> [What is required]: The full set of entries below should be transcribed exactly.

**** The input

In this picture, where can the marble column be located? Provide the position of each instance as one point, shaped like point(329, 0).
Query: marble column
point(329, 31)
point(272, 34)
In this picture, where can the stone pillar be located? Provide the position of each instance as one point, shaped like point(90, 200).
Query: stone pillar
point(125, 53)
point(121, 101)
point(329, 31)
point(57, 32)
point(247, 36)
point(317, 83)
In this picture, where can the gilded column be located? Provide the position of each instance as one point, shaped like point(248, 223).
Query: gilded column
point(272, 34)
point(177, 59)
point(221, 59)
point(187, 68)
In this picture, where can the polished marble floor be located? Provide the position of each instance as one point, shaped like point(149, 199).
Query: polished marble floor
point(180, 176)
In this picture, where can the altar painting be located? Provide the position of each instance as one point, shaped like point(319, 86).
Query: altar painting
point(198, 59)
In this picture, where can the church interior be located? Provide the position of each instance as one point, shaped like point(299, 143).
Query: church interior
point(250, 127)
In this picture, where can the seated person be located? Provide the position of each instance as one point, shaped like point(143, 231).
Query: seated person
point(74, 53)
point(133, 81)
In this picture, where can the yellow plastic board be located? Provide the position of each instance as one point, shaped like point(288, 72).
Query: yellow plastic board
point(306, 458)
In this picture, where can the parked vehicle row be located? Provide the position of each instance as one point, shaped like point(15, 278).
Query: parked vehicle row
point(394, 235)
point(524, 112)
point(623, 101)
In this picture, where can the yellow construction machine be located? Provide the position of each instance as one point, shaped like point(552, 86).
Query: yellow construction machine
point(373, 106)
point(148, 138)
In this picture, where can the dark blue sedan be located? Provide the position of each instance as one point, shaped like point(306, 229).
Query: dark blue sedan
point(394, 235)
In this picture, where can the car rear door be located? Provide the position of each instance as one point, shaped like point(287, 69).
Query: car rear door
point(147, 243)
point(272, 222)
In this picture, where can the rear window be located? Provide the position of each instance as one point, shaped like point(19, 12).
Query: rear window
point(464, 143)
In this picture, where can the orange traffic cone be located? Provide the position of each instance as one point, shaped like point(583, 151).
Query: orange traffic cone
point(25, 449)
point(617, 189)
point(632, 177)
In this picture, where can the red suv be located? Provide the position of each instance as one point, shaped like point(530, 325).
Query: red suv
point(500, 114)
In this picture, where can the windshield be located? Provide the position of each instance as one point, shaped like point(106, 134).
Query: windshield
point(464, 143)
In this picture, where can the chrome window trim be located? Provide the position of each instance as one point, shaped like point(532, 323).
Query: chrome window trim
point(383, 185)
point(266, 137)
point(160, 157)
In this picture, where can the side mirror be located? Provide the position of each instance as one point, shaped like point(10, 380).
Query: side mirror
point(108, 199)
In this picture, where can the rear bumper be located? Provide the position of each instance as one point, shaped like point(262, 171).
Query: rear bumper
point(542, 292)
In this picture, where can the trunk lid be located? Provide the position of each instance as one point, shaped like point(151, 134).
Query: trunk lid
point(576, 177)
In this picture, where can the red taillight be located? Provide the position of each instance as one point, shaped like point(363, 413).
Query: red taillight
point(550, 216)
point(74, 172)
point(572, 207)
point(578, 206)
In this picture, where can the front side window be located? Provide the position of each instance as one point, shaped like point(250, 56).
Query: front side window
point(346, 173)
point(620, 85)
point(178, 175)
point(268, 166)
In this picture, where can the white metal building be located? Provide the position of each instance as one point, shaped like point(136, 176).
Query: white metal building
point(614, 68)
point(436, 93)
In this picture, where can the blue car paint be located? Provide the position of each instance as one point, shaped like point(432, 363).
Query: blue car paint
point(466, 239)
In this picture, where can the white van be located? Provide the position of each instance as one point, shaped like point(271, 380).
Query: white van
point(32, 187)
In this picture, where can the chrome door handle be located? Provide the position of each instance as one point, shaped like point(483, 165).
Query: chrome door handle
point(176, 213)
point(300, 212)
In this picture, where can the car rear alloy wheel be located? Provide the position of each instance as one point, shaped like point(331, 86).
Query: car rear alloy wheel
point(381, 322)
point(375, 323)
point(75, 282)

********

> [Exercise answer]:
In this picture, where can the marble column be located? Provide the position of each instance as one point, shaped like point(329, 0).
Query: marble column
point(329, 31)
point(272, 34)
In this picture, where can the stone pillar be located? Provide the position of each instance as one point, shaped like point(90, 200).
Query: stone pillar
point(125, 53)
point(121, 101)
point(329, 31)
point(57, 32)
point(247, 36)
point(317, 83)
In this picture, where can the gilded column be located? Provide the position of each instance as one point, shaped like point(248, 223).
Query: gilded column
point(272, 34)
point(177, 59)
point(221, 59)
point(187, 68)
In this picture, where can the polished marble floor be located? Provide the position of each instance as one point, shaped like point(149, 199).
Query: polished marble floor
point(180, 176)
In this picture, where can the altar painting be located? Provide the position of each instance as one point, shaped like point(319, 86).
Query: altar painting
point(198, 59)
In this picture, where can the church interior be located? Provide the position of each instance as one point, shaped like point(299, 143).
Query: church interior
point(250, 127)
In this picture, where can the seated person be located? Provide the position of each instance as one point, shaped like point(143, 231).
Query: seated person
point(74, 53)
point(133, 81)
In this picture, where can the yellow plastic board be located? Provide the position of each instance as one point, shaped like point(288, 72).
Query: yellow plastic board
point(306, 458)
In this picture, where can the parked vehicle row be located? Provide the position of each instance as one point, shaped like point(15, 278).
Query: parked vehicle row
point(394, 235)
point(524, 112)
point(623, 101)
In this picture, where can the yellow construction machine be located? Provide the position of each instance as one point, shaped like point(552, 86).
Query: yellow construction machine
point(373, 106)
point(148, 138)
In this picture, where can the dark blue sedan be located? Provide the position of each instance as one point, shaped like point(306, 229).
Query: dark blue sedan
point(394, 235)
In this picture, where can the car rear door be located? Provide the position of each instance as one point, shaped like point(287, 69).
Query: car rear door
point(147, 243)
point(272, 222)
In this picture, where can the rear window be located? Provide the position of each instance as one point, shaped like point(19, 12).
Query: rear window
point(464, 143)
In this picture, where can the orange traffic cone be located? Provide the position of each instance as one point, shaped like point(583, 151).
Query: orange traffic cone
point(25, 449)
point(617, 189)
point(632, 177)
In this picture, where can the red suv be located? Provide the position of each instance as one point, shaped like point(530, 325).
Query: red suv
point(500, 114)
In this picture, where can the windshield be located? Provide the position of each instance as one point, shaped like point(106, 134).
Query: windshield
point(464, 143)
In this picture, where can the chrome window trim be located? Provide the position of each instance as one point, shaped like point(532, 323).
Query: chrome window trim
point(383, 185)
point(266, 137)
point(160, 157)
In this picture, where can the side mirror be located? Provide the position of each instance as one point, shaped like point(10, 380).
Query: side mirror
point(108, 199)
In this picture, where can the rear bumper be located? Provide the position of each instance as one point, shaped like point(262, 171).
Query: rear bumper
point(542, 292)
In this picture, where can the trunk lid be located? Provide the position of each instance as one point, shaped like point(151, 134).
Query: trunk lid
point(576, 177)
In this picture, where can the red taillight be located? Provide the position of each instance as one point, shaped like point(363, 413).
Query: red taillight
point(550, 216)
point(74, 172)
point(572, 207)
point(578, 206)
In this picture, where can the front side window be located? Provide the position of each instance as one point, shaped like point(250, 56).
Query: front side window
point(346, 173)
point(620, 85)
point(178, 175)
point(268, 166)
In this picture, where can the white metal building be located? Provide the position of each instance as one point, shaped like point(136, 176).
Query: white metal building
point(614, 68)
point(436, 93)
In this picture, where can the blue car paint be located? Provide the position of each instance as one point, shaped like point(432, 363).
Query: blue car paint
point(466, 239)
In this picture, where can the white van be located? Provide the position of each instance as one point, shaped like point(271, 380).
Query: white van
point(32, 187)
In this picture, where can the chrome door handle be located? Provide the position of each instance as one point, shaped like point(483, 165).
Query: chrome door handle
point(176, 213)
point(300, 212)
In this picture, where can the car rear alloy wheel be located? Provide the position of each instance as one point, shaped like point(331, 86).
Query: car rear alloy wheel
point(381, 322)
point(375, 323)
point(75, 282)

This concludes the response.